*Instruction A*
Update the Ryan Pettinella text from the words "Ryan Pettinella (born" through the words "the USAToday poll.", replacing "Pettinella" with "Ryan Pettinella" each time it appears.

Ryan Pettinella (born July 12, 1984) is a retired American-Italian professional basketball player. He stands 6'9" tall, weighs 245 lbs, and played as a forward-center. He played in the Italian Lega Basket Serie A with Premiata Montegranaro and was a two-time national champion with Icelandic club UMF Grindavík.

High school

Pettinella graduated in 2003 from McQuaid Jesuit High School. He earned New York All-State selections for basketball in both his junior and senior year. During his senior season Pettinella led McQuaid Jesuit to the New York Class A State Championship, a 27-1 record, and a third ranking nationally in the USAToday poll.

*Records shown*

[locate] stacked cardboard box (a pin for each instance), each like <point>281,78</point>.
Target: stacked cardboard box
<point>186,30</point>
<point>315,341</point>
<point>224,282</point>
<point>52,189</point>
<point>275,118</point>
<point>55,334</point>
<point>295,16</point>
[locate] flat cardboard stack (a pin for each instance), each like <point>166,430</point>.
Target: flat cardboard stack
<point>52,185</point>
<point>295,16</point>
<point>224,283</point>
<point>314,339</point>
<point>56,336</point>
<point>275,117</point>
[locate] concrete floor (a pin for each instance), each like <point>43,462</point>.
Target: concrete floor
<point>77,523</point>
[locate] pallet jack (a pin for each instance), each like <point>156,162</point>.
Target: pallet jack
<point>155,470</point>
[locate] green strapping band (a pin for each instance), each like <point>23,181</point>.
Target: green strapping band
==
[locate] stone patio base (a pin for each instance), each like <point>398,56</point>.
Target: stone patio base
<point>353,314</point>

*Instruction B*
Recast part of the listing as a JSON list of strings, one string per line, with blank lines left out. Begin at the line that has "[locate] concrete floor" and stop after the line that has "Target: green strapping band".

*Correct response A*
Ryan Ryan Pettinella (born July 12, 1984) is a retired American-Italian professional basketball player. He stands 6'9" tall, weighs 245 lbs, and played as a forward-center. He played in the Italian Lega Basket Serie A with Premiata Montegranaro and was a two-time national champion with Icelandic club UMF Grindavík.

High school

Ryan Pettinella graduated in 2003 from McQuaid Jesuit High School. He earned New York All-State selections for basketball in both his junior and senior year. During his senior season Ryan Pettinella led McQuaid Jesuit to the New York Class A State Championship, a 27-1 record, and a third ranking nationally in the USAToday poll.

*Correct response B*
[
  "[locate] concrete floor (a pin for each instance), each like <point>43,462</point>.",
  "Target: concrete floor",
  "<point>77,523</point>",
  "[locate] pallet jack (a pin for each instance), each like <point>156,162</point>.",
  "Target: pallet jack",
  "<point>155,470</point>",
  "[locate] green strapping band (a pin for each instance), each like <point>23,181</point>.",
  "Target: green strapping band"
]